* What the exercise asks *
In the rows below, find each line that contains the string "jacket" and copy those lines. Matching is case-sensitive.
***** Input rows
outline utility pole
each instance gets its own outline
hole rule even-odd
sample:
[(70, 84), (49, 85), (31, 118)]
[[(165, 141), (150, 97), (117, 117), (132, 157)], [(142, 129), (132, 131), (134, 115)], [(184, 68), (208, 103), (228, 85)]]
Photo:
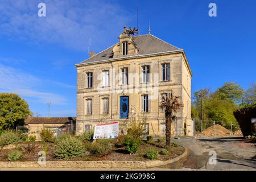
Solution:
[(49, 117), (49, 107), (51, 106), (51, 102), (48, 102), (48, 117)]
[(201, 133), (203, 133), (203, 94), (201, 92)]

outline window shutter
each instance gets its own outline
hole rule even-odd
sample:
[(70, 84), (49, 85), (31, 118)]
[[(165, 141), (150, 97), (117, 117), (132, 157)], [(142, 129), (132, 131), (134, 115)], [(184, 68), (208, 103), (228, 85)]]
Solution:
[(148, 112), (150, 111), (150, 96), (148, 95)]

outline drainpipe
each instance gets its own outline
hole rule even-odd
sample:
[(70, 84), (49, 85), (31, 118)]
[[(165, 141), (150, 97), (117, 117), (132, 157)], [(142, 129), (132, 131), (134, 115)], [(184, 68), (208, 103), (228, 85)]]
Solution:
[(112, 117), (113, 117), (113, 81), (114, 80), (114, 77), (113, 76), (113, 62), (111, 62), (111, 71), (112, 71), (112, 78), (111, 78), (111, 115), (110, 115), (110, 118), (111, 120), (112, 121)]

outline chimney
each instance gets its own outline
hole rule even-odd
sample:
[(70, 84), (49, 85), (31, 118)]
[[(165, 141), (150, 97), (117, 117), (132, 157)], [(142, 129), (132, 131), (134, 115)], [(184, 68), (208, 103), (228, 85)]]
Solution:
[(94, 51), (90, 51), (90, 57), (94, 56), (96, 55), (96, 53)]

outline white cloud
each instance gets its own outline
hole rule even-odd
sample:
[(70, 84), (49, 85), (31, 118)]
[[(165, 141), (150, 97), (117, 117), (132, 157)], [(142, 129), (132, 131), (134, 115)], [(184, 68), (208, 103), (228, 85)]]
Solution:
[(0, 64), (0, 91), (14, 93), (23, 97), (32, 98), (35, 101), (46, 104), (51, 101), (56, 105), (64, 105), (67, 100), (59, 94), (43, 92), (40, 87), (48, 83), (62, 88), (75, 89), (76, 87), (51, 80), (43, 80), (22, 71)]
[(11, 39), (35, 44), (57, 43), (86, 51), (89, 38), (101, 47), (116, 38), (123, 23), (132, 18), (116, 1), (46, 0), (46, 17), (38, 16), (39, 2), (41, 1), (1, 1), (0, 32)]

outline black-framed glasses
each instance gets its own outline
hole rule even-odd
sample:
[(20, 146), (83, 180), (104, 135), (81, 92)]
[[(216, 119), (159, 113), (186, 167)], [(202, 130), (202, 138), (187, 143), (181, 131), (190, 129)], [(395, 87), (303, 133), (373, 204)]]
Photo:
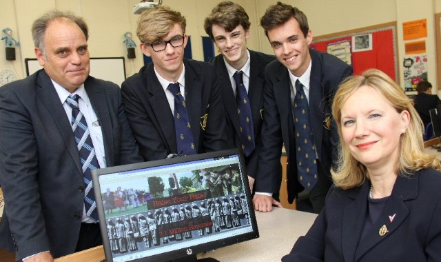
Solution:
[(174, 48), (178, 48), (184, 44), (184, 36), (174, 37), (169, 41), (157, 41), (153, 43), (144, 43), (145, 45), (150, 46), (155, 52), (165, 50), (167, 43), (170, 43)]

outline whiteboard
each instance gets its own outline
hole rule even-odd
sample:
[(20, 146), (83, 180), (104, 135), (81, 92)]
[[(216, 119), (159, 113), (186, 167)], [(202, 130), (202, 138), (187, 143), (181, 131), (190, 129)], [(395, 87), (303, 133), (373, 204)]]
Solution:
[[(26, 58), (25, 63), (27, 76), (43, 68), (36, 58)], [(121, 87), (125, 80), (124, 57), (90, 57), (90, 75), (114, 82)]]

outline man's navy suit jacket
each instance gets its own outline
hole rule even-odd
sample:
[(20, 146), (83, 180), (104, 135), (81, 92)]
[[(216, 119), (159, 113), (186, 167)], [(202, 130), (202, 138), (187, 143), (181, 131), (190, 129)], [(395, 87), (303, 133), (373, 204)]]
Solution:
[[(119, 88), (84, 83), (99, 119), (107, 166), (142, 161)], [(70, 121), (43, 70), (0, 88), (0, 248), (17, 259), (75, 251), (84, 205), (81, 163)]]

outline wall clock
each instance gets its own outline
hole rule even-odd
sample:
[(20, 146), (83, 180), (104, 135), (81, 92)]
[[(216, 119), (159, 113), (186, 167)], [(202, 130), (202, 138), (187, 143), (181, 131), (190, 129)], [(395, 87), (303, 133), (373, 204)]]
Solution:
[(17, 77), (15, 77), (14, 72), (8, 69), (0, 71), (0, 86), (11, 83), (15, 80), (17, 80)]

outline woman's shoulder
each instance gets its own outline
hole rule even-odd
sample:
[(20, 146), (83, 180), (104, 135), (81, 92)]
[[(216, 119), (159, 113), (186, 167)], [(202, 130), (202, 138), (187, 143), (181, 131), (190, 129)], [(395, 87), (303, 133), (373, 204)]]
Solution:
[(419, 180), (420, 188), (424, 190), (433, 189), (441, 194), (441, 172), (428, 168), (415, 173)]

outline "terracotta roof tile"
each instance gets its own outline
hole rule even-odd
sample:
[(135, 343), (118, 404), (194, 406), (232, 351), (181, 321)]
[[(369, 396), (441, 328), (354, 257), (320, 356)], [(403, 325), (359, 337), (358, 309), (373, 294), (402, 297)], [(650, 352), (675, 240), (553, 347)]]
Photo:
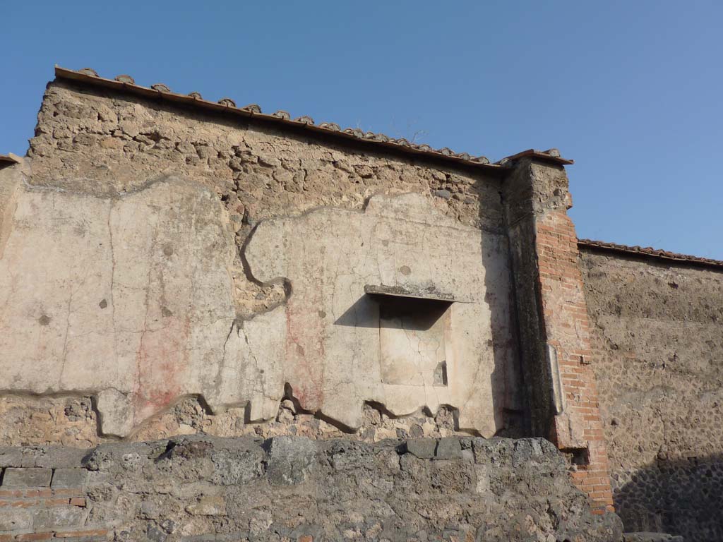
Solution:
[(695, 265), (703, 265), (723, 268), (723, 261), (719, 259), (701, 258), (698, 256), (689, 256), (688, 254), (679, 254), (676, 252), (669, 252), (667, 250), (654, 249), (651, 246), (628, 246), (627, 245), (620, 245), (616, 243), (606, 243), (602, 241), (592, 241), (591, 239), (578, 239), (578, 246), (583, 249), (593, 249), (611, 252), (617, 252), (619, 254), (627, 254), (633, 256), (642, 256), (668, 261), (680, 262), (682, 263), (692, 264)]
[(416, 145), (411, 143), (403, 138), (394, 139), (383, 134), (376, 134), (371, 132), (364, 133), (358, 128), (347, 128), (342, 130), (338, 124), (333, 122), (322, 122), (319, 124), (315, 124), (314, 120), (307, 116), (297, 117), (292, 121), (291, 115), (286, 111), (277, 111), (271, 115), (263, 114), (261, 112), (261, 108), (256, 104), (250, 104), (245, 107), (239, 108), (236, 106), (236, 102), (229, 98), (222, 98), (218, 103), (214, 103), (213, 102), (204, 100), (201, 95), (196, 92), (191, 93), (187, 95), (173, 93), (163, 83), (156, 83), (150, 88), (141, 87), (136, 85), (135, 81), (129, 75), (119, 75), (114, 79), (109, 79), (99, 77), (98, 73), (91, 68), (83, 68), (76, 72), (57, 66), (55, 69), (55, 74), (56, 77), (62, 79), (80, 81), (95, 86), (115, 88), (119, 90), (129, 92), (146, 97), (153, 97), (155, 95), (163, 100), (176, 103), (185, 103), (197, 107), (203, 107), (211, 110), (215, 109), (218, 111), (224, 109), (228, 112), (253, 116), (260, 119), (272, 121), (276, 123), (288, 124), (297, 126), (300, 125), (305, 126), (308, 129), (334, 134), (341, 137), (358, 138), (380, 146), (396, 147), (408, 152), (435, 156), (450, 161), (461, 162), (475, 166), (483, 167), (489, 170), (502, 169), (505, 166), (510, 165), (513, 160), (523, 156), (534, 156), (560, 165), (573, 163), (573, 160), (565, 160), (560, 158), (560, 152), (552, 149), (544, 152), (532, 150), (524, 151), (524, 152), (519, 152), (492, 164), (484, 156), (473, 157), (466, 152), (456, 153), (446, 147), (439, 150), (435, 150), (427, 145)]
[(0, 163), (4, 164), (20, 163), (15, 158), (9, 155), (0, 155)]

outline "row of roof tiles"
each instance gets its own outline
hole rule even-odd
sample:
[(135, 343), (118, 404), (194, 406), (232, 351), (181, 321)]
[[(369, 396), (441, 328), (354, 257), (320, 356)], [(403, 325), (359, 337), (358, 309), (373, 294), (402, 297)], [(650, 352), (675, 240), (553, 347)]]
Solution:
[(617, 252), (619, 254), (632, 254), (634, 256), (650, 257), (673, 262), (680, 262), (696, 265), (723, 268), (723, 261), (711, 258), (701, 258), (698, 256), (680, 254), (677, 252), (669, 252), (667, 250), (654, 249), (651, 246), (628, 246), (616, 243), (606, 243), (602, 241), (591, 239), (578, 239), (578, 246), (585, 249), (599, 249), (604, 251)]
[(218, 102), (213, 102), (204, 100), (201, 95), (197, 92), (186, 95), (174, 93), (167, 85), (163, 83), (156, 83), (150, 85), (150, 87), (142, 87), (136, 85), (135, 80), (129, 75), (118, 75), (114, 79), (110, 79), (100, 77), (95, 70), (92, 68), (83, 68), (82, 69), (74, 71), (57, 66), (55, 68), (55, 74), (56, 77), (61, 79), (82, 81), (85, 83), (90, 83), (97, 86), (116, 88), (141, 95), (154, 96), (173, 102), (184, 103), (205, 109), (223, 110), (228, 113), (253, 116), (262, 120), (271, 121), (286, 125), (304, 126), (312, 130), (321, 131), (342, 137), (354, 138), (362, 141), (376, 143), (380, 146), (393, 147), (402, 151), (433, 155), (436, 158), (463, 162), (467, 164), (482, 166), (486, 168), (497, 169), (503, 168), (510, 164), (513, 160), (526, 156), (535, 157), (539, 160), (560, 165), (567, 165), (573, 163), (573, 160), (572, 160), (562, 158), (557, 149), (549, 149), (544, 151), (530, 149), (522, 152), (518, 152), (513, 156), (503, 158), (495, 163), (491, 163), (489, 160), (485, 156), (472, 156), (467, 152), (455, 152), (447, 147), (441, 149), (433, 149), (428, 145), (419, 145), (408, 141), (404, 138), (395, 139), (389, 137), (384, 134), (372, 132), (365, 132), (358, 128), (342, 129), (335, 122), (321, 122), (317, 124), (313, 119), (306, 115), (292, 119), (291, 114), (284, 111), (278, 111), (270, 114), (263, 113), (261, 111), (261, 108), (257, 104), (252, 103), (243, 107), (239, 107), (236, 106), (236, 102), (230, 98), (224, 98)]

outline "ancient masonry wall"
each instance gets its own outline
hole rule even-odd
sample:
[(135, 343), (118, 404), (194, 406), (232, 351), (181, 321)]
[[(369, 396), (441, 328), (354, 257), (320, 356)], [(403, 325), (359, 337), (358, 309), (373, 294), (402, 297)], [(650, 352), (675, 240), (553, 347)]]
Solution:
[(586, 247), (580, 263), (617, 512), (723, 540), (723, 270)]
[(612, 510), (568, 178), (523, 161), (505, 189), (531, 430), (568, 452), (578, 486)]
[(52, 82), (0, 171), (2, 444), (534, 435), (613, 520), (551, 158), (473, 168)]
[(542, 439), (0, 448), (0, 540), (610, 542)]
[[(2, 175), (7, 197), (0, 213), (5, 218), (0, 241), (5, 244), (9, 282), (0, 286), (16, 300), (11, 304), (17, 309), (12, 318), (9, 311), (0, 321), (7, 332), (0, 343), (12, 374), (0, 384), (4, 388), (0, 425), (6, 444), (90, 447), (103, 442), (104, 433), (133, 439), (198, 431), (313, 437), (351, 432), (367, 441), (440, 436), (454, 433), (463, 404), (470, 417), (476, 416), (489, 428), (483, 431), (488, 436), (523, 433), (498, 178), (423, 159), (376, 154), (244, 119), (161, 108), (150, 100), (62, 81), (47, 90), (28, 158), (3, 170)], [(404, 199), (408, 193), (420, 194), (422, 200)], [(397, 195), (402, 199), (394, 199)], [(424, 265), (395, 262), (392, 248), (401, 247), (397, 254), (406, 251), (429, 267), (434, 257), (416, 254), (414, 246), (420, 238), (429, 237), (427, 232), (436, 231), (448, 241), (455, 235), (472, 240), (476, 249), (466, 246), (461, 255), (469, 253), (477, 258), (475, 265), (482, 272), (487, 270), (487, 291), (475, 306), (490, 315), (489, 336), (480, 336), (476, 350), (489, 350), (480, 362), (488, 366), (479, 378), (486, 380), (485, 388), (492, 381), (485, 401), (494, 412), (474, 410), (474, 397), (484, 395), (478, 390), (472, 399), (458, 394), (448, 404), (429, 403), (429, 409), (395, 416), (380, 391), (369, 390), (369, 384), (364, 384), (366, 390), (342, 390), (346, 370), (337, 369), (338, 382), (330, 382), (334, 371), (304, 365), (304, 356), (318, 365), (321, 355), (313, 332), (324, 335), (322, 321), (328, 321), (331, 311), (311, 306), (323, 300), (297, 301), (303, 288), (296, 284), (294, 301), (307, 304), (308, 314), (296, 316), (289, 310), (285, 317), (288, 283), (273, 275), (266, 282), (257, 280), (246, 254), (251, 233), (275, 218), (313, 218), (321, 208), (349, 210), (363, 218), (372, 196), (390, 198), (389, 203), (383, 200), (375, 207), (381, 231), (375, 235), (393, 238), (374, 249), (377, 255), (367, 251), (361, 257), (343, 254), (350, 239), (333, 240), (330, 244), (335, 244), (339, 254), (320, 257), (334, 263), (339, 276), (343, 275), (339, 262), (351, 262), (348, 276), (367, 273), (372, 283), (382, 280), (372, 271), (391, 273), (393, 280), (423, 282), (422, 275), (434, 272), (434, 265), (426, 270)], [(398, 207), (385, 210), (385, 205)], [(404, 218), (417, 208), (416, 216)], [(58, 210), (63, 210), (59, 215)], [(392, 222), (385, 212), (403, 220)], [(349, 223), (350, 216), (356, 215), (347, 214), (340, 223)], [(283, 241), (288, 251), (294, 245), (301, 249), (300, 241), (318, 235), (292, 225), (297, 236)], [(406, 228), (400, 234), (406, 238), (393, 238), (393, 228)], [(419, 229), (415, 232), (414, 228)], [(339, 228), (330, 229), (333, 235)], [(277, 235), (270, 228), (267, 231)], [(367, 240), (360, 241), (364, 246)], [(448, 241), (447, 246), (453, 249)], [(30, 254), (30, 244), (43, 254)], [(67, 257), (71, 253), (72, 257)], [(257, 259), (265, 264), (270, 260), (266, 256)], [(444, 259), (436, 270), (439, 277), (456, 280), (458, 285), (472, 276), (471, 267), (461, 266), (458, 259), (437, 257)], [(480, 268), (486, 257), (485, 268)], [(355, 258), (359, 258), (358, 263)], [(380, 265), (373, 258), (387, 261)], [(43, 262), (54, 260), (52, 268), (43, 267)], [(312, 263), (304, 264), (307, 275), (321, 280)], [(390, 263), (398, 269), (387, 269)], [(455, 278), (456, 272), (445, 267), (453, 264), (466, 276)], [(27, 267), (22, 273), (17, 271), (20, 265)], [(137, 266), (145, 267), (136, 270)], [(54, 275), (55, 282), (50, 285), (39, 275), (33, 279), (31, 293), (26, 289), (31, 285), (25, 283), (32, 273)], [(79, 275), (84, 276), (80, 284)], [(218, 285), (229, 275), (226, 293)], [(348, 280), (334, 280), (333, 295), (351, 289)], [(47, 292), (41, 292), (43, 284)], [(473, 295), (484, 293), (478, 288)], [(325, 312), (328, 314), (322, 317)], [(306, 343), (305, 337), (294, 337), (293, 330), (279, 344), (254, 339), (281, 335), (284, 320), (293, 324), (295, 316), (306, 326), (301, 335), (311, 337)], [(309, 324), (314, 319), (321, 322), (318, 330)], [(116, 338), (111, 340), (112, 337)], [(37, 348), (28, 348), (32, 345)], [(362, 351), (359, 344), (348, 346), (347, 352)], [(266, 353), (268, 360), (260, 358), (260, 353)], [(259, 359), (254, 363), (268, 363), (265, 373), (249, 368), (254, 356)], [(289, 363), (280, 366), (281, 357)], [(110, 365), (109, 359), (114, 360)], [(44, 368), (34, 374), (40, 379), (33, 380), (24, 369), (30, 363)], [(298, 372), (294, 379), (289, 367), (302, 366), (307, 372)], [(239, 366), (240, 373), (234, 369)], [(353, 374), (356, 369), (350, 370)], [(355, 378), (361, 380), (372, 371), (363, 372)], [(471, 376), (463, 380), (471, 382)], [(285, 387), (285, 382), (291, 385)], [(235, 387), (226, 390), (224, 385)], [(326, 400), (333, 392), (343, 400), (330, 406)], [(358, 397), (362, 405), (351, 431), (348, 420), (324, 416), (335, 405), (337, 411), (352, 412), (350, 397)], [(106, 406), (104, 419), (99, 418), (99, 408)]]

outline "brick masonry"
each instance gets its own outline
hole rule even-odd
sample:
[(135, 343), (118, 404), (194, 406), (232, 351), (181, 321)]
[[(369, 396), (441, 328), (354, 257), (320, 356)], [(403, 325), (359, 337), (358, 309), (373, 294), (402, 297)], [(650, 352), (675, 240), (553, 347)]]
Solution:
[(566, 403), (551, 436), (561, 449), (583, 450), (573, 480), (591, 498), (612, 510), (607, 451), (591, 364), (590, 324), (578, 266), (577, 236), (566, 212), (548, 213), (537, 223), (542, 310), (547, 343), (557, 351)]
[[(12, 455), (3, 455), (2, 457), (4, 461), (12, 460)], [(108, 530), (89, 522), (85, 484), (87, 472), (80, 466), (3, 469), (0, 542), (107, 540)]]
[(589, 323), (565, 171), (520, 160), (503, 200), (512, 251), (529, 431), (570, 457), (575, 483), (613, 510)]

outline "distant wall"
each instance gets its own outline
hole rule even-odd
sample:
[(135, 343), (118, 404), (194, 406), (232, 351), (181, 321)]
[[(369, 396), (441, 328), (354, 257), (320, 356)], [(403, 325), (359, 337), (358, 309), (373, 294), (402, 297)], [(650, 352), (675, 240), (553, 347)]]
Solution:
[(626, 530), (723, 540), (723, 269), (580, 257)]

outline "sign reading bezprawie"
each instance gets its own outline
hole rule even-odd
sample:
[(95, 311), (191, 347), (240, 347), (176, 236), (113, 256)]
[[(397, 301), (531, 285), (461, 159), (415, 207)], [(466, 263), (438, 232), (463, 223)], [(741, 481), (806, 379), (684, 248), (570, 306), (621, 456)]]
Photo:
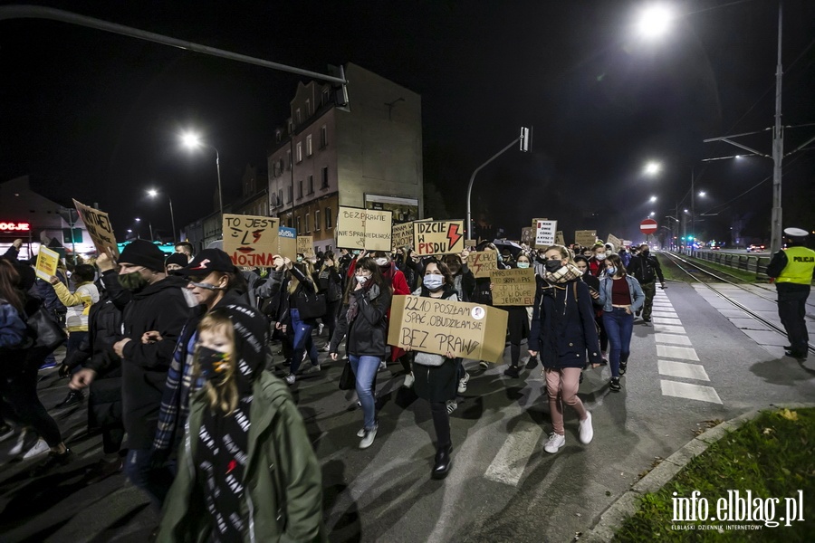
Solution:
[(224, 214), (224, 252), (235, 266), (268, 268), (278, 252), (280, 219)]
[(503, 358), (507, 312), (465, 301), (394, 296), (388, 343), (474, 360)]

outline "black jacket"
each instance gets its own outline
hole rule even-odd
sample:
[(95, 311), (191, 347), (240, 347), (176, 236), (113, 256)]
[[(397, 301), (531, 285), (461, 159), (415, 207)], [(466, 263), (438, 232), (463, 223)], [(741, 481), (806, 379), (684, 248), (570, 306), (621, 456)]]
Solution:
[(388, 343), (387, 315), (393, 295), (390, 288), (387, 285), (382, 285), (381, 289), (377, 287), (376, 291), (374, 291), (374, 287), (377, 285), (372, 284), (368, 289), (351, 291), (349, 293), (350, 297), (354, 297), (359, 305), (357, 317), (349, 323), (349, 304), (342, 307), (329, 352), (338, 352), (340, 342), (348, 334), (346, 343), (348, 354), (356, 357), (382, 357), (385, 356), (385, 346)]
[[(187, 281), (168, 277), (133, 294), (122, 311), (124, 337), (131, 339), (122, 357), (125, 430), (131, 449), (149, 449), (156, 433), (167, 370), (187, 321), (189, 308), (181, 289)], [(143, 344), (141, 336), (157, 330), (161, 341)]]

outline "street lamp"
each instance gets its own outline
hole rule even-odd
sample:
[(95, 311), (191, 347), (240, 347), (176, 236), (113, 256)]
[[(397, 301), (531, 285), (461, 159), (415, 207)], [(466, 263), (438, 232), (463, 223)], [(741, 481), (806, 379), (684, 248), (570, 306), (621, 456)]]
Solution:
[[(172, 224), (173, 224), (173, 243), (176, 243), (176, 215), (173, 214), (173, 199), (170, 197), (170, 195), (168, 194), (167, 194), (167, 193), (164, 193), (164, 194), (167, 196), (167, 199), (169, 201), (169, 204), (170, 204), (170, 221), (172, 222)], [(156, 196), (158, 195), (158, 191), (156, 190), (155, 188), (150, 188), (148, 190), (148, 195), (151, 198), (155, 198)]]
[[(209, 143), (201, 141), (200, 136), (194, 132), (185, 132), (181, 135), (181, 143), (188, 149), (195, 149), (199, 147), (208, 147), (216, 152), (216, 169), (218, 173), (218, 209), (221, 214), (221, 221), (224, 220), (224, 197), (221, 193), (221, 155), (218, 149)], [(175, 234), (175, 233), (174, 233)]]

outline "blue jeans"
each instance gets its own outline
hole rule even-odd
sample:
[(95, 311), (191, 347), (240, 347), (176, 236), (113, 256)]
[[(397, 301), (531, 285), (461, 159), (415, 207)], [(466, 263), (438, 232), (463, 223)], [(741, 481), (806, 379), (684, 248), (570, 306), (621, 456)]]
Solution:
**********
* Task solution *
outline man's navy suit jacket
outline "black jacket"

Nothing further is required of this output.